Can you return the passage of the bipolar 2 post between "Yes, I might" and "likely, but possible.", inclusive, copied word for word?

=== DOCUMENT EXCERPT ===

::::

Bipolar 2 From Inside and Out

Posts tagged ‘public policy’

Ten Opinions That May Offend Someone

Recently I noticed that I have been reluctant to offend people, particularly on Facebook. I keep my opinions to myself, especially on social and political matters, and dread being “unfriended” or starting (or continuing) a “flame war.”

This is not just a matter that relates to my bipolar disorder, though it is certainly that too. I have written a number of times about how having bipolar disorder and the behaviors it has brought out in me have cost me friends, even ones that I thought were “forever-friends.” These losses have affected me greatly, at times pushing my anxiety and depression buttons nearly as far as they can go.

Just as I have toned down my comments on subjects such as liberal vs. conservative issues, I have also let pass by posts in bipolar support groups and mental health memes on people’s general Facebook timelines that I’ve disagreed with. Oh, when I see a particularly incorrect or egregiously stigmatizing remark, I’ve been known to smack the person on the nose with a rolled-up newspaper, but often in a soft, “In my experience, you may not be correct” manner.

There are also conflicts within the bipolar world that I have strong opinions about but have not jumped into, for fear of offending someone. And I have to ask myself, what would be the consequences of offending someone in such a discussion?

Yes, I might be unfriended. More likely I would be ignored. Or (virtually) yelled at. In other words, if I offend someone with my opinions, they may in turn offend me with their opinions. And while that’s not a productive state of affairs, it’s hardly the end of the world. In an ideal world, I might cause someone to question or consider or engage in fruitful discussion. Not likely, but possible.

So, if I am trying to overcome my fear of offending people with my positions on guns, abortion, health care, climate change and the like, what am I to do about my opinions regarding bipolar disorder and mental health in general?

::::

=== THE DATA ===
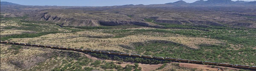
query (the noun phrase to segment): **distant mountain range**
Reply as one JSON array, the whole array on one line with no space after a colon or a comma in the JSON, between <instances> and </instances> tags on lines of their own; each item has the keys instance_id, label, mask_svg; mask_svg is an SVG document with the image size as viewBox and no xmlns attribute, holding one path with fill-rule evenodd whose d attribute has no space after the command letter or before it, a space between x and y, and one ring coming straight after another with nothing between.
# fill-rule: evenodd
<instances>
[{"instance_id":1,"label":"distant mountain range","mask_svg":"<svg viewBox=\"0 0 256 71\"><path fill-rule=\"evenodd\" d=\"M1 5L20 5L11 2L1 1ZM174 2L160 4L151 4L144 5L143 4L133 5L128 4L121 6L120 7L168 7L168 6L256 6L256 1L245 1L237 0L236 1L231 0L200 0L192 3L188 3L183 0L179 0Z\"/></svg>"},{"instance_id":2,"label":"distant mountain range","mask_svg":"<svg viewBox=\"0 0 256 71\"><path fill-rule=\"evenodd\" d=\"M173 5L187 6L256 6L256 1L245 1L238 0L236 1L231 0L200 0L192 3L187 3L183 0L179 0L173 3L167 3L166 4Z\"/></svg>"},{"instance_id":3,"label":"distant mountain range","mask_svg":"<svg viewBox=\"0 0 256 71\"><path fill-rule=\"evenodd\" d=\"M0 5L19 5L20 4L13 3L11 2L6 2L6 1L1 1Z\"/></svg>"}]
</instances>

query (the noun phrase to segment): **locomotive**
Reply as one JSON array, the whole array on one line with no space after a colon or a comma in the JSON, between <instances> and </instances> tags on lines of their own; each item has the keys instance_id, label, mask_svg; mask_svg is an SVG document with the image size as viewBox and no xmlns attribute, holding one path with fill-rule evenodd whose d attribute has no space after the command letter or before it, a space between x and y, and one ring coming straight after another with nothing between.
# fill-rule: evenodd
<instances>
[{"instance_id":1,"label":"locomotive","mask_svg":"<svg viewBox=\"0 0 256 71\"><path fill-rule=\"evenodd\" d=\"M3 44L10 43L10 44L13 44L13 45L25 45L25 46L32 46L32 47L45 47L45 48L53 48L53 49L60 49L60 50L75 51L79 51L79 52L92 52L92 53L104 53L104 54L110 54L128 56L133 56L133 57L136 57L152 58L152 59L160 59L160 60L164 60L180 61L180 62L190 62L190 63L199 64L208 64L208 65L217 65L217 66L227 67L234 67L234 68L237 68L250 69L252 69L252 70L256 70L256 66L252 66L250 67L249 66L247 66L247 65L233 65L232 64L226 64L226 63L217 63L217 62L208 62L208 61L203 62L203 61L193 60L186 60L186 59L176 59L176 58L168 58L168 57L164 58L163 57L152 56L150 55L141 55L140 54L134 54L123 53L116 53L116 52L101 51L98 51L98 50L91 50L81 49L75 49L75 48L65 48L65 47L62 47L45 46L45 45L37 45L37 44L14 43L14 42L8 42L8 41L0 41L0 42L1 43L3 43Z\"/></svg>"}]
</instances>

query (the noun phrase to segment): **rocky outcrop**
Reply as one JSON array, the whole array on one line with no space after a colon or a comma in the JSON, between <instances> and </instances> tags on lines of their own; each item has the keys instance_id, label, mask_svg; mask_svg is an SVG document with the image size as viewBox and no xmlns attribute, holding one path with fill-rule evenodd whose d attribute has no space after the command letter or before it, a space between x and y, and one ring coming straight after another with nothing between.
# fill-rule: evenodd
<instances>
[{"instance_id":1,"label":"rocky outcrop","mask_svg":"<svg viewBox=\"0 0 256 71\"><path fill-rule=\"evenodd\" d=\"M132 24L140 26L149 26L150 25L145 22L135 21L99 21L99 24L104 26L117 26L121 25Z\"/></svg>"},{"instance_id":2,"label":"rocky outcrop","mask_svg":"<svg viewBox=\"0 0 256 71\"><path fill-rule=\"evenodd\" d=\"M31 16L27 19L30 20L52 21L61 23L61 26L117 26L122 25L136 25L144 26L156 26L156 24L132 20L98 20L88 19L65 18L57 16L52 16L48 12L40 13Z\"/></svg>"},{"instance_id":3,"label":"rocky outcrop","mask_svg":"<svg viewBox=\"0 0 256 71\"><path fill-rule=\"evenodd\" d=\"M205 24L211 26L226 26L223 24L221 23L210 21L204 21L204 20L190 20L192 23L196 24Z\"/></svg>"},{"instance_id":4,"label":"rocky outcrop","mask_svg":"<svg viewBox=\"0 0 256 71\"><path fill-rule=\"evenodd\" d=\"M156 22L158 23L168 23L168 24L182 24L183 23L178 21L178 20L161 20L161 19L157 19L155 21Z\"/></svg>"}]
</instances>

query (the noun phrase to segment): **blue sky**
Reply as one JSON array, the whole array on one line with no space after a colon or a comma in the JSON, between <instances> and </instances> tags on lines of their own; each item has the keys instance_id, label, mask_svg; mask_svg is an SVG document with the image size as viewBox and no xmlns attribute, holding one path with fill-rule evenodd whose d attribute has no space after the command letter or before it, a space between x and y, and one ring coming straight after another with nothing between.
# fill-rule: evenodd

::::

=== TASK RESULT ===
Yes, I might be unfriended. More likely I would be ignored. Or (virtually) yelled at. In other words, if I offend someone with my opinions, they may in turn offend me with their opinions. And while that’s not a productive state of affairs, it’s hardly the end of the world. In an ideal world, I might cause someone to question or consider or engage in fruitful discussion. Not likely, but possible.